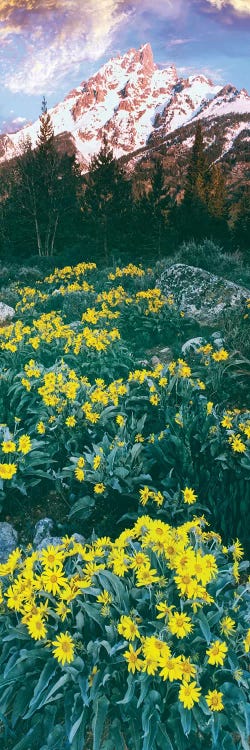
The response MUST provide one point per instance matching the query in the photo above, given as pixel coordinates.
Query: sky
(49, 46)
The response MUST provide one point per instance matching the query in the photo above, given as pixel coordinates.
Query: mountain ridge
(138, 105)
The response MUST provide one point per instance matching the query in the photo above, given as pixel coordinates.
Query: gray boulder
(6, 312)
(8, 540)
(200, 294)
(48, 541)
(43, 529)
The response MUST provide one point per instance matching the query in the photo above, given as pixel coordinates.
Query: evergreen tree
(241, 229)
(42, 194)
(191, 216)
(46, 133)
(106, 200)
(160, 206)
(217, 203)
(196, 180)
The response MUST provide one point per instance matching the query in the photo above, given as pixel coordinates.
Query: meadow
(127, 423)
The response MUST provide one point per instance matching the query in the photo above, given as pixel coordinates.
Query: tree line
(47, 207)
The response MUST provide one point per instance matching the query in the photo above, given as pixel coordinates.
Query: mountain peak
(132, 101)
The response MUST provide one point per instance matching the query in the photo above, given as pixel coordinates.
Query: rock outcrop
(200, 294)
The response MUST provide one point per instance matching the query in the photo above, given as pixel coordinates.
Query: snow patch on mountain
(133, 103)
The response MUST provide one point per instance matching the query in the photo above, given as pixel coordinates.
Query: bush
(140, 643)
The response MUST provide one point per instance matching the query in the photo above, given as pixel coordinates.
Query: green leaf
(44, 679)
(163, 738)
(186, 719)
(204, 626)
(26, 742)
(215, 726)
(100, 709)
(129, 692)
(84, 504)
(76, 726)
(47, 695)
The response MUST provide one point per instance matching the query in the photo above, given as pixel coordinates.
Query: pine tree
(42, 194)
(46, 133)
(217, 203)
(159, 203)
(241, 229)
(106, 199)
(192, 215)
(196, 180)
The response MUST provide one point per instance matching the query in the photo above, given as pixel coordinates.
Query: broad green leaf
(100, 709)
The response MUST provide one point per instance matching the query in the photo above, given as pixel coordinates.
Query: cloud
(57, 35)
(48, 40)
(240, 6)
(179, 41)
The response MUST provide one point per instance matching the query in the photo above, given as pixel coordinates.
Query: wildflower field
(133, 631)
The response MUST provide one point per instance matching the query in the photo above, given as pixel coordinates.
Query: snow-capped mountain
(138, 106)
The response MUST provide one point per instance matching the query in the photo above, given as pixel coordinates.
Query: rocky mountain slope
(143, 110)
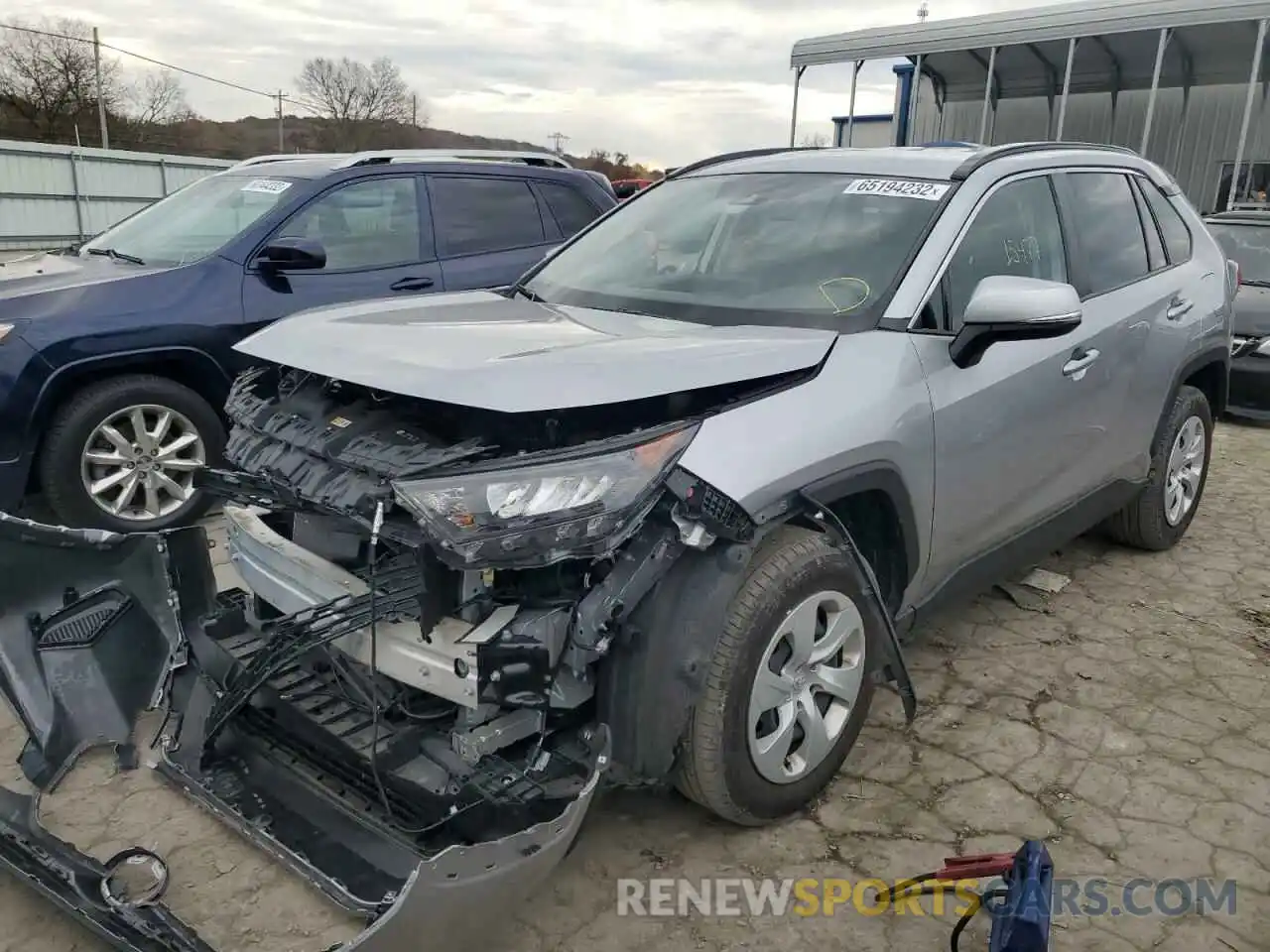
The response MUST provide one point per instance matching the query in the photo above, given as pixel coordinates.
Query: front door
(1015, 434)
(377, 241)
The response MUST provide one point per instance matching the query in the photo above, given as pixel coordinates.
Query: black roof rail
(979, 159)
(731, 157)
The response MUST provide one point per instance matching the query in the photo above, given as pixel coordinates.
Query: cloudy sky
(663, 80)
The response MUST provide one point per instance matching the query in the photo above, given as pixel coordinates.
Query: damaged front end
(144, 626)
(436, 658)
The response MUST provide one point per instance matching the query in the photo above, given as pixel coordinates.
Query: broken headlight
(545, 512)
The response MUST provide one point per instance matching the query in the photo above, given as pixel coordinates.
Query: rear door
(571, 209)
(489, 229)
(377, 241)
(1147, 307)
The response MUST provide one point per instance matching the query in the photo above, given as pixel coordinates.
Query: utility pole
(100, 93)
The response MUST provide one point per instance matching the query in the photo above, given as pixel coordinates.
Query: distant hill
(254, 135)
(257, 136)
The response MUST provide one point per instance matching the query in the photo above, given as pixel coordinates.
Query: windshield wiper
(114, 255)
(518, 289)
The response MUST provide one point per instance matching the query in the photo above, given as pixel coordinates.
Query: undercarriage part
(897, 669)
(89, 626)
(506, 657)
(425, 848)
(79, 885)
(477, 743)
(639, 567)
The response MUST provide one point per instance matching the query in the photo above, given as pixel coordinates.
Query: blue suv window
(367, 223)
(195, 221)
(568, 207)
(481, 214)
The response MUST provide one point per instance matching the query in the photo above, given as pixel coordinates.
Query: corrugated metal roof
(1207, 24)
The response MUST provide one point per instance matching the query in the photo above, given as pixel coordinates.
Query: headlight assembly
(541, 513)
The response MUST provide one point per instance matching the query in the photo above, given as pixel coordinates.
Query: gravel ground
(1125, 722)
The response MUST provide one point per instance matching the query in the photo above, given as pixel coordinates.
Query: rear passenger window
(1106, 218)
(1016, 232)
(480, 214)
(568, 207)
(1178, 239)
+ + + +
◆ THE TASK ◆
Once the pictures are set aside, repeat the data above exactly.

◆ TASK SOLUTION ◆
The response MUST provide one point per instance matching the query in the photo above, given as pixel coordinates.
Query: sky
(49, 46)
The response MUST provide one point per instance matching the query in the photo above, given as pixel coordinates.
Query: mountain ridge
(138, 105)
The response MUST provide one point per instance matching the query in the photo above, given as pixel coordinates.
Query: gray boulder
(6, 312)
(8, 540)
(200, 294)
(48, 541)
(43, 529)
The response MUST provide one point per instance matching the query in the photo above, given as pixel coordinates.
Query: evergreen tree
(241, 229)
(42, 194)
(191, 216)
(46, 133)
(106, 200)
(160, 206)
(217, 203)
(196, 180)
The response MUST provide one point per instance matching the query in the photo above, given as pixel coordinates.
Query: meadow
(127, 423)
The response MUST provide one point per instance matching the query in the photo above, given as pixel coordinates.
Query: tree line
(47, 207)
The response MUST provide one point per instance matching the query in the photo above, given as pixel coordinates.
Query: mountain peak
(132, 101)
The response MUST provide one point per instance matching the query in the photo above, given as pixel coordinates.
Query: rock outcrop
(200, 294)
The response MUST provide one point per instance matching the query in the photo above, given as pixel coordinates.
Query: snow patch on mountain
(133, 103)
The response MUST provide one point per instance matching the query in the photo above, given as pixel coordinates.
Query: bush
(140, 643)
The response MUST provide one point per instance matching the query in the photo above, given as pixel coordinates.
Query: green leaf
(44, 679)
(163, 738)
(186, 719)
(204, 626)
(26, 742)
(215, 726)
(100, 709)
(129, 692)
(84, 504)
(76, 726)
(47, 695)
The response MUST provide one point per instance matching the query in the photo above, given as pixel coordinates.
Query: pine tree
(42, 194)
(46, 133)
(217, 203)
(159, 203)
(241, 229)
(106, 199)
(192, 215)
(196, 180)
The response MUST provide one point per instance matching the query in the photo above, given as pixel coordinates.
Query: broad green leaf
(100, 709)
The response MUST provide one point per instance matching the query in the photo above, given as pixel coordinates.
Query: cloud
(57, 35)
(48, 40)
(240, 6)
(179, 41)
The response MUST provide one point per instance matching the query in the photo above, given as pixel coordinates.
Query: wildflower field
(133, 631)
The response MUST provide one point per instance matching the query in the photo above, given as pixel coordinates.
Query: snow-capped mountain
(138, 106)
The response MUST provide one point per instance matching the query in the photo above, given as pixel coordinates.
Query: rocky mountain slope
(143, 110)
The response MUST provide one point per instance matching the query in the photo above, given as pixel coordinates.
Query: front door
(1015, 434)
(377, 241)
The response MUST provide one point per instance matching the query in the photo above, given as pixel coordinates.
Query: black roof rail
(979, 159)
(731, 157)
The response MUST provide one point per instance matching the query in the photo above, given as pixel coordinates.
Query: cloudy sky
(663, 80)
The response MUST provide one point per instance matching the query in the photo above, given as pixel coordinates.
Query: damaged front end
(144, 626)
(436, 658)
The response MUST provide one point per instance matching the query in the photo above, given as pixel coordinates.
Query: broken headlight
(545, 512)
The response MUST provide one point per instance matching the query in the photo above, given as pixel coordinates.
Query: rear door
(571, 209)
(489, 229)
(377, 241)
(1147, 307)
The response MUST provide one point per instance matching the query in the photo above, given as pixel coordinates.
Query: utility pole
(100, 93)
The response MUST provide one point per instance matching the query in the photo above, given as pixel coordinates.
Query: distant hill
(254, 135)
(257, 136)
The response MUST provide one point per instance matching the query in the photo above, given as pixel coordinates.
Query: windshield wiper
(114, 255)
(518, 289)
The response MUST provide one point per instance matching the query in the photo above, given as pixel coordinates.
Query: undercarriage part
(897, 669)
(89, 626)
(506, 657)
(425, 848)
(79, 885)
(477, 743)
(639, 567)
The response MUST provide one point per instance matching the query in the photo above, given as pixel coordinates.
Query: blue suv window
(367, 223)
(195, 221)
(568, 207)
(481, 214)
The response MUST provide one point per instance matching the query in the photo above, given as pixel coordinates.
Query: corrugated metal roof
(1207, 24)
The response MUST provide one point per instance matching the query in the photo above, given as pixel coordinates.
Query: headlight assembly
(541, 513)
The response MUST provide one point per instance matching the query in the photo above, given as pixel coordinates.
Query: gravel ground
(1125, 722)
The response MUST provide one point per instance matching the query in the photo above, given as pixel coordinates.
Query: rear passenger window
(1106, 218)
(1016, 232)
(480, 214)
(568, 207)
(1178, 239)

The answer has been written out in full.